====== RECORDS TO PROCESS ======

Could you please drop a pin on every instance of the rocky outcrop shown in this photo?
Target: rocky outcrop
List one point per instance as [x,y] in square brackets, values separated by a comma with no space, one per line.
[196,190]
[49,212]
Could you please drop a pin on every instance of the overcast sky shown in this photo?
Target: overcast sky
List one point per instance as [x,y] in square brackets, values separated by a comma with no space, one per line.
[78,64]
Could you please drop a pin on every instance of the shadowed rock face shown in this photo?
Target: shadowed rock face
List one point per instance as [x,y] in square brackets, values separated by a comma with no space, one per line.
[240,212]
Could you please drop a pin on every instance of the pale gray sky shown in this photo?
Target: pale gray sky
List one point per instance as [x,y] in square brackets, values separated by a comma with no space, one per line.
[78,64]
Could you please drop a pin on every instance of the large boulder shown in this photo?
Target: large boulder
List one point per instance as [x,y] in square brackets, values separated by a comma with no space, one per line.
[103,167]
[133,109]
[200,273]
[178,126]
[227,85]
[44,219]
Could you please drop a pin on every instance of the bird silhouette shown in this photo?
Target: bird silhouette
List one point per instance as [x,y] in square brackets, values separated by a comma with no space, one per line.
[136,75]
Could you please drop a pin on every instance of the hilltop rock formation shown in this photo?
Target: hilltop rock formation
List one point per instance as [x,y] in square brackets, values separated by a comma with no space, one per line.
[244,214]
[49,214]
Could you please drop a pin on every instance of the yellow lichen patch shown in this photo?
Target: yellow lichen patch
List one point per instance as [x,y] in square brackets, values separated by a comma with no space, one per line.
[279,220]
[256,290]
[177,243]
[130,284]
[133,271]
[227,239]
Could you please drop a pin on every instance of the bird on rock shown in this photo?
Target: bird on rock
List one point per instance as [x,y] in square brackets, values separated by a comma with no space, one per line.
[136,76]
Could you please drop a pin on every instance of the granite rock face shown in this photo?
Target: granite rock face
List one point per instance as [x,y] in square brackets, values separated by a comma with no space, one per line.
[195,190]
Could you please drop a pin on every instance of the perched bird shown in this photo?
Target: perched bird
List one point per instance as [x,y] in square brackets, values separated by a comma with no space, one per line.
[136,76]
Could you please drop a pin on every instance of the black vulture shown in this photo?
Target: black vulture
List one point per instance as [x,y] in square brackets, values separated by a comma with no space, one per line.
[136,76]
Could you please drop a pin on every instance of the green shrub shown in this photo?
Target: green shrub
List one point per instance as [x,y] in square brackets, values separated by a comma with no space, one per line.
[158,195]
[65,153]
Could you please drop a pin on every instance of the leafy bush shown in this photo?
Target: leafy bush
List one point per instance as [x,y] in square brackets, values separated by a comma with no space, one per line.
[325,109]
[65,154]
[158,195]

======

=== THE REQUEST ===
Please put each line of the records above into a JSON list of strings, one string per line, and leave out any blank lines.

=== FINAL RESULT ===
[
  "Could you please drop a pin on every instance of the rocky outcrop shown in this photo?",
  "Target: rocky outcrop",
  "List one point per instance as [x,y] in square brackets, values separated by a comma with no space, one per line.",
  "[196,190]",
  "[49,212]",
  "Could you please drop a pin on every instance of the overcast sky shown in this photo?",
  "Target: overcast sky",
  "List one point per instance as [x,y] in square brackets, values separated by a comma with no space, one per line.",
  "[78,64]",
  "Could you please drop a pin on every instance of the shadowed rock face shown in this photo?",
  "Target: shadowed rock face",
  "List one point per instance as [x,y] in square brackets, values separated by a comma with no space, one per line.",
  "[240,212]",
  "Could you please drop a pin on every instance of the pale gray sky shown in this photo?",
  "Target: pale gray sky",
  "List one point per instance as [x,y] in square brackets, values separated by a comma with no space, one per line.",
  "[78,64]",
  "Could you please drop a pin on every instance of the large boulder shown in this photo?",
  "Target: large boulder",
  "List one point per instance as [x,y] in square brackets, values separated by a comma with no space, one per line.",
  "[103,167]",
  "[133,109]",
  "[200,273]",
  "[178,126]",
  "[227,85]",
  "[44,219]",
  "Could you please drop a pin on every instance of the bird silhouette shown in this photo?",
  "Target: bird silhouette",
  "List one point per instance as [x,y] in square brackets, values separated by a comma with no space, one per line.",
  "[136,75]",
  "Could you please drop a pin on every instance of the hilltop rock formation shown in this photo?",
  "Target: hilltop rock formation",
  "List one point per instance as [x,y] in square brackets, values separated by a comma with no space, one per line.",
  "[244,214]",
  "[49,214]",
  "Could you please drop a pin on every instance of the yellow lichen patch shown in this photo?",
  "Target: yellow lichen patch",
  "List one point per instance as [x,y] in square brackets, values separated by a comma with no space, one per line.",
  "[279,220]",
  "[256,290]",
  "[177,243]",
  "[130,284]",
  "[133,271]",
  "[227,239]",
  "Could you please drop a pin on every instance of the bird on rock shown in this photo?",
  "Target: bird on rock",
  "List one point per instance as [x,y] in square brackets, values separated by a comma with no space, one per line.",
  "[136,76]",
  "Could you please drop a pin on every instance of the granite rock face shown in this photo?",
  "Target: granite rock face",
  "List one point per instance as [x,y] in square brackets, values separated by a comma with no space, one per line.",
  "[195,190]",
  "Could you please drop a pin on every instance of the perched bird shown in this photo?",
  "Target: perched bird",
  "List one point per instance as [x,y] in square brackets, values separated by a comma with no space, one per line.",
  "[136,76]",
  "Could you please drop a pin on every instance of the black vulture shown in this photo?",
  "Target: black vulture",
  "List one point per instance as [x,y] in square brackets, values separated by a comma with no space, one per line.",
  "[136,76]",
  "Could you please drop a pin on every instance of the green shrub shown in this photo?",
  "Target: green shrub",
  "List one point per instance as [x,y] in square brackets, values separated by a comma with no space, one per line.",
  "[158,195]",
  "[65,153]",
  "Could you please drop a pin on every instance of the leafy bush shown in this photo?",
  "Target: leafy bush",
  "List one point per instance as [x,y] in square brackets, values separated by a comma with no space, one per line.",
  "[325,109]",
  "[65,154]",
  "[158,195]"
]